━━ PASSAGE PROVIDED ━━
Yes that ammonia is definitely too high. Keep up with the water tests, water changes and Prime - you should do a 50% water change any time it reads higher than 0.25.

This is a common problem with many meds as they kill the good bacteria as well as the bad stuff. It's a vicious cycle as poor water quality will only make the fungus/finrot issues worse, and cause other problems too, but water changes will obviously dilute the meds... :001_unsure:

It's also important to make sure your filter is providing plenty of surface agitation to the water to keep up the oxygen levels, as meds can also interfere with these.


----------



## Kyria (Oct 29, 2011)

Hi Naomi,

He is a different fish this afternoon  am so happy, he seems so much better and is swimming much more.

I went to the Nursery today and explained to a couple of workers there about the fish having white spot and now fin rot and they have told me to bring him in on Saturday and they will carry on with the meds for the fin rot and put him in a massive tank. They were so lovely and told me I have done my best and now they will take over 

They are lovely people there and know so much more than pets at home. They have an aquatic centre inside the nursery.
I was told when I got home to give him a wee slice of cucumber they gave me this heavy thing to put through it so it would sink to the bottom of the tank and he is so enjoying the cucumber I didnt realise fish like this food.

Ill be testing the water everyday until I take him on Saturday they gave me special plastic bag to put him in.

I feel quite emotional about him leaving but I know its the best thing to do for him and whatever years he has left atleast he will be with other little companions and in a bigger environment than he is now.

Ill keep intouch and let you all know how everything goes 

Once again Thankyou so much for all the advice so very much appreciated.

Kyria.


----------



## Phoenix24 (Apr 6, 2013)

Awww, so glad to hear they are going to keep up his treatment and make him better. Their tank system will already be fully mature so they will be able to medicate him without worrying so much about minicycles (the larger tanks have more capacity anyway and will 'absorb' mini ammonia spikes much more easily than small, immature tanks).

Keep up the water changes until saturday - having good water will do him much better for healing than the meds at the moment.


----------



## Kyria (Oct 29, 2011)

Hey guys,

I ended up not taking him today as unfortunately I had an accident yesterday and now have a badly sprained ankle 
I feel so bad for not being able to take him today, but Im hoping I will be able to walk in a day or two and take him up to the nursery.

He seems to be ok bless him, As soon as im able to take him up to the nursery ill let you all know.

Kyria.


----------



## NaomiM (Sep 22, 2012)

Aww, hope your ankle's better soon 

I'm sure he'll be fine for a couple more days, just keep up with the water tests/changes if you are able to do so, and the Prime.


----------



## Kyria (Oct 29, 2011)

Hi Guys,

Just to let you know I took him to the Nursery this afternoon. My husband was home so he helped me. I didnt want to leave him another day as he wasnt swimming around too much although Ive been doing the water changes and testing and everything has been fine there I was very worried about him and wanted him out of the tank.

The lady at the Nursery put him in a big tank with another poorly goldfish, also next door in another tank were a few more fishes so he now has a big home with friends all around him. She said he has got a bit of fin rot on the tail but hopefully they will sort him out and if weather remains warm will rehome him in a pond.
━━━
━━ ENTRIES SUPPLIED ━━
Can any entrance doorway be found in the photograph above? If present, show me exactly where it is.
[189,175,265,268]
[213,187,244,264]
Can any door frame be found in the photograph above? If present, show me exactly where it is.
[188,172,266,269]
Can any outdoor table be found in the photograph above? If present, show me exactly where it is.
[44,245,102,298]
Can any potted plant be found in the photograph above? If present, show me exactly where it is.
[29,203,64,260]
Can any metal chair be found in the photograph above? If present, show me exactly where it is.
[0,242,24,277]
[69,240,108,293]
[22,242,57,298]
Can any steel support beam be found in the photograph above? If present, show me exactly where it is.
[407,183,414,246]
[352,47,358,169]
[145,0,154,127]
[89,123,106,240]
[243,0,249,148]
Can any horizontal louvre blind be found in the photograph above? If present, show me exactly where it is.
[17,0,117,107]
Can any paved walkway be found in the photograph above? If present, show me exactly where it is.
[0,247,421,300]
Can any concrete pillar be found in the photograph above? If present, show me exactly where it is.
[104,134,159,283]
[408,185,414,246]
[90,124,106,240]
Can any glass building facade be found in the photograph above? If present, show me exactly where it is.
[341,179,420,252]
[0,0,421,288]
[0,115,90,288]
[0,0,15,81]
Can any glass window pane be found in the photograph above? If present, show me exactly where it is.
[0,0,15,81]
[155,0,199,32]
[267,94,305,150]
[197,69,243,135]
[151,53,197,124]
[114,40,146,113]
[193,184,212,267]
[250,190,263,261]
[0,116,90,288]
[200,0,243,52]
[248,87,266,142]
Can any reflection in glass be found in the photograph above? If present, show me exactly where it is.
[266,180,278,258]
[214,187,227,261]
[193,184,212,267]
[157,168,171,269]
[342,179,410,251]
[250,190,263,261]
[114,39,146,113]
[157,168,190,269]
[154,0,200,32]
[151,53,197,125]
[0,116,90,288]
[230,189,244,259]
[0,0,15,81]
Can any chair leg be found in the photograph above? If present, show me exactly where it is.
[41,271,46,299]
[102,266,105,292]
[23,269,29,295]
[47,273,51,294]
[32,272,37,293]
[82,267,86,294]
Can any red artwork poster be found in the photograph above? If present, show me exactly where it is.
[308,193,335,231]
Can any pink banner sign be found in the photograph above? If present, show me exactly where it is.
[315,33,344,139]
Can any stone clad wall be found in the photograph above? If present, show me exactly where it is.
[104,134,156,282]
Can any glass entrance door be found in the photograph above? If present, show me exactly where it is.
━━━
** ACTIONS TO TAKE **
a) From the goldfish thread, copy word for word the part starting with "They are lovely" and going on through "than he is now.".
b) Using the goldfish thread, answer these:
(i) What size of water change is advised whenever ammonia reads higher than 0.25?
(ii) What food was Kyria told to give the fish when she got home from the Nursery?
(iii) What kept Kyria from taking the fish to the Nursery on the day she first planned?
c) List every username that appears as a post header in the goldfish thread.

** ANSWERS BY ITEM **
a)
They are lovely people there and know so much more than pets at home. They have an aquatic centre inside the nursery.
I was told when I got home to give him a wee slice of cucumber they gave me this heavy thing to put through it so it would sink to the bottom of the tank and he is so enjoying the cucumber I didnt realise fish like this food.

Ill be testing the water everyday until I take him on Saturday they gave me special plastic bag to put him in.

I feel quite emotional about him leaving but I know its the best thing to do for him and whatever years he has left atleast he will be with other little companions and in a bigger environment than he is now.

b)
(i) A 50% water change.
(ii) A wee slice of cucumber.
(iii) An accident the day before that left her with a badly sprained ankle.

c)
Kyria
Phoenix24
NaomiM